## Sua tarefa
No trecho sobre a transmissão do coronavírus por crianças, em quais grupos de idade os pesquisadores dividiram os dados?

## Trecho para leitura
"""

Para analisar como as crianças de diferentes idades podem representar maior risco de contágio dos parentes, os pesquisadores dividiram os dados em quatro grupos: de 0 a 3 anos, 4 a 8, 9 a 13 e 14 a 17.
Os bebês de 0 a 3 anos representaram 12% dos casos primários, e a proporção cresceu conforme o aumento da idade, sendo 20% na faixa etária de 4 a 8 anos, 30% dos casos de 9 a 13 anos e 38% para adolescentes de 14 a 17 anos.
No entanto, a chance de uma criança de até três anos transmitir para seus familiares ou cuidadores (casos secundários) é maior do que naquelas mais velhas, de até 17 anos. Em números, os valores encontrados indicam a chamada razão de chance (odds ratio, em inglês) do primeiro grupo transmitir o coronavírus para sua família de 1,43, em comparação a 1 (valor de referência, sem risco aumentado) no grupo de adolescentes de 14 a 17 anos.
Ou seja, a chance de crianças de 0 a 3 anos transmitirem a doença para familiares dentro de casa é quase 1,5 vez maior que a de adolescentes de 14 a 17 anos.
Curiosamente, os bebês e crianças pequenas transmitiram mais também para indivíduos mais jovens, de 0 até 20 anos, enquanto os adolescentes foram foco de contágio principalmente para adultos de 30 a 50 anos.
Segundo os autores, os dados encontrados não mudaram independentemente de as crianças serem ou não sintomáticas, da reabertura ou não de escolas e creches ou da ocorrência de surtos nos ambientes escolares. A pesquisa foi conduzida entre 1˚ de junho e 31 de dezembro de 2020 e usou dados do estado de Ontário, no Canadá, onde a reabertura das creches e escolas ocorreram, respectivamente, na segunda quinzena de junho e a partir do meio de setembro.
Para o pediatra e diretor da SBIm (Sociedade Brasileira de Imunizações) Renato Kfouri, as crianças continuam sendo as menores transmissoras no contexto social. Mesmo assim, ele aponta que o novo estudo pode representar representar o primeiro achado contrário ao que as pesquisas até agora demonstraram -que no grupo menor de 18 anos, os adolescentes seriam o principal foco de contágio, se assemelhando à transmissão de adultos.
"No total das crianças que transmitem, os mais novos podem ter papel mais importante na transmissão para outras pessoas, mas ainda é desproporcional a taxa de transmissão das crianças em relação aos adultos", diz.
Pesquisas tanto internacionais quanto nacionais feitas no último ano apontavam que a carga viral aumenta conforme a idade, mas a medida sobre quanto de partículas virais uma criança pequena pode eliminar ainda é desconhecida.

"""

## Trechos de dados
"""

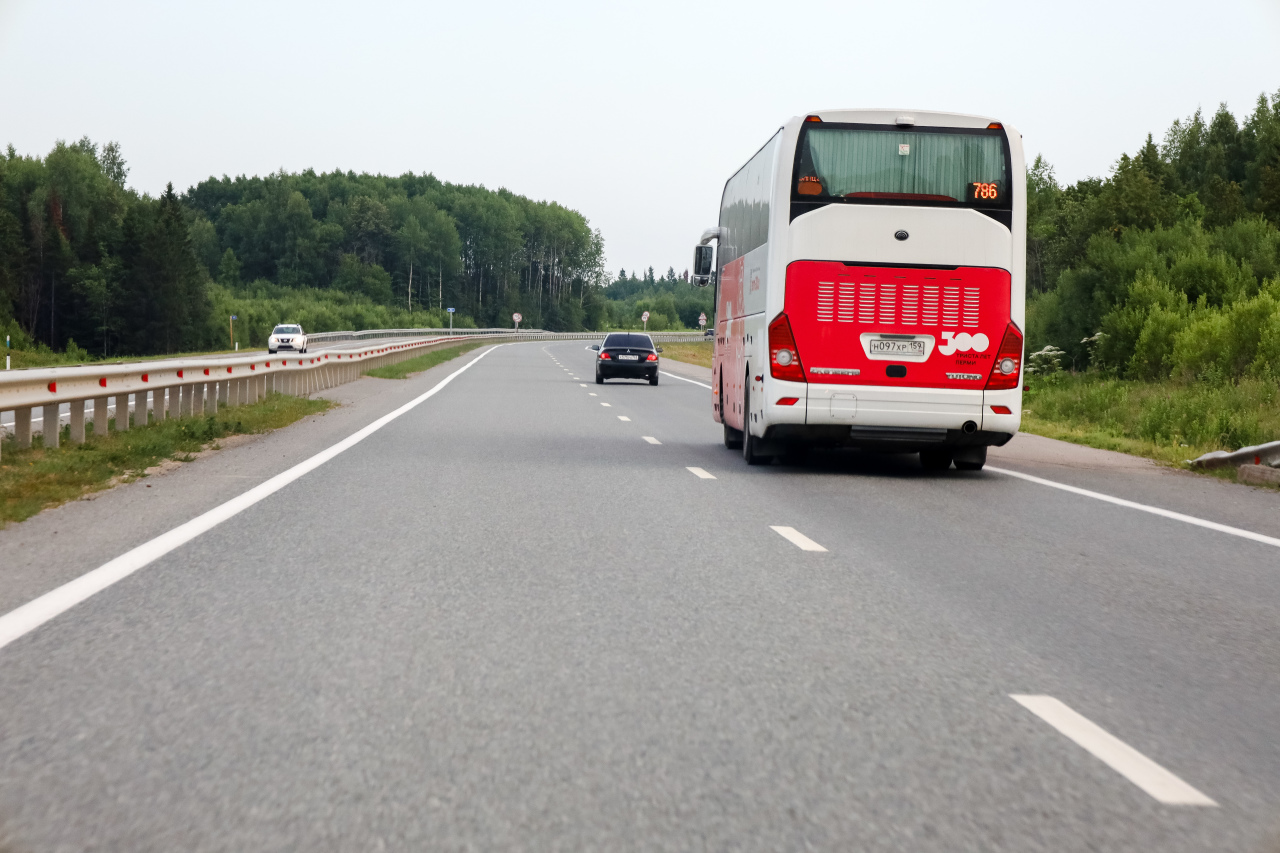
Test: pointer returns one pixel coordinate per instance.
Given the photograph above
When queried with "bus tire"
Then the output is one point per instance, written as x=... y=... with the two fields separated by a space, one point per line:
x=750 y=443
x=936 y=460
x=732 y=437
x=970 y=459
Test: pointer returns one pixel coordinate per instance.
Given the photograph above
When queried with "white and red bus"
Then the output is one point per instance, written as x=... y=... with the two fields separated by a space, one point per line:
x=871 y=287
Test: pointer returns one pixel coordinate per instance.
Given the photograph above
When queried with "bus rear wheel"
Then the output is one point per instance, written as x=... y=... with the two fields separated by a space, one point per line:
x=750 y=443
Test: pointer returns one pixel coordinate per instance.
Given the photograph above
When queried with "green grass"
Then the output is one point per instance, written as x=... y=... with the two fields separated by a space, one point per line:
x=424 y=361
x=1169 y=422
x=39 y=478
x=699 y=352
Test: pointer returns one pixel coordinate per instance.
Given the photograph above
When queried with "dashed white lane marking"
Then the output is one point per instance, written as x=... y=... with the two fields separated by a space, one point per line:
x=796 y=538
x=36 y=612
x=1143 y=507
x=1115 y=753
x=684 y=379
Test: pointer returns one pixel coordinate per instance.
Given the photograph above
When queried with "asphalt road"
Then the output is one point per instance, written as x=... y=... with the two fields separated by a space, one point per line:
x=64 y=410
x=508 y=619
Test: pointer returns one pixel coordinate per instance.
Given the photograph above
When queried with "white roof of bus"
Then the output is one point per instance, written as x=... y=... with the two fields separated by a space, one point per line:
x=923 y=118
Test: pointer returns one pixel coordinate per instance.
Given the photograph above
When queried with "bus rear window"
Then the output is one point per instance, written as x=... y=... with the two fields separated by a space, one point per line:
x=876 y=164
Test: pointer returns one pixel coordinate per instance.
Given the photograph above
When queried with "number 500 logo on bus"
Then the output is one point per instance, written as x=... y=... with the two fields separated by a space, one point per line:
x=963 y=342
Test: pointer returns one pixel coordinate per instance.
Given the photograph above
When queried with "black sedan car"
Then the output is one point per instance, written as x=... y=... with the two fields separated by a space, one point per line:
x=626 y=355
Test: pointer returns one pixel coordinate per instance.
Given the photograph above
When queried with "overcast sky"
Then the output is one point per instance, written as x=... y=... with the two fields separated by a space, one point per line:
x=635 y=114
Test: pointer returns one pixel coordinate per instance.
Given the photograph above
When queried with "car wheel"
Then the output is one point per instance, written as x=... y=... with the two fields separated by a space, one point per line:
x=750 y=443
x=970 y=459
x=936 y=460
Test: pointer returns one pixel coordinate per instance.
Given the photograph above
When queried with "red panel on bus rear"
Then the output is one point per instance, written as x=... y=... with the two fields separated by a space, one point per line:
x=844 y=319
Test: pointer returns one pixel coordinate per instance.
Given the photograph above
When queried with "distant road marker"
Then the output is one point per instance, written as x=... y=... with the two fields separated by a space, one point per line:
x=796 y=538
x=1115 y=753
x=1142 y=507
x=685 y=379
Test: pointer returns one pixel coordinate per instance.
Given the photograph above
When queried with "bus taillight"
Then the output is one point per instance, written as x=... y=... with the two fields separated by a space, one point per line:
x=1009 y=361
x=784 y=356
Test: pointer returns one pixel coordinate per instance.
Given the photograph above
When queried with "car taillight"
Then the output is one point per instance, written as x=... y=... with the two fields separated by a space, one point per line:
x=1009 y=361
x=784 y=356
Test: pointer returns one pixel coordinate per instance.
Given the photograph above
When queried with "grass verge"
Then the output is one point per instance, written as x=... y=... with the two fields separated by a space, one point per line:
x=699 y=352
x=417 y=364
x=1168 y=422
x=39 y=478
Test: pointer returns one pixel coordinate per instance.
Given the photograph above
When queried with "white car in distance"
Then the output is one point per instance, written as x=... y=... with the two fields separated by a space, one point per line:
x=287 y=337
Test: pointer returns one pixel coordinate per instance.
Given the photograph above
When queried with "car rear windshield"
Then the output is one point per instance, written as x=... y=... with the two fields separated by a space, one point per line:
x=638 y=341
x=880 y=164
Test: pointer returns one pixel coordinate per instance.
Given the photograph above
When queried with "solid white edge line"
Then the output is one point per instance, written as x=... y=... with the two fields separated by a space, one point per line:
x=36 y=612
x=1115 y=753
x=796 y=538
x=684 y=379
x=1143 y=507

"""

## Solução escrita
De 0 a 3 anos, de 4 a 8 anos, de 9 a 13 anos e de 14 a 17 anos.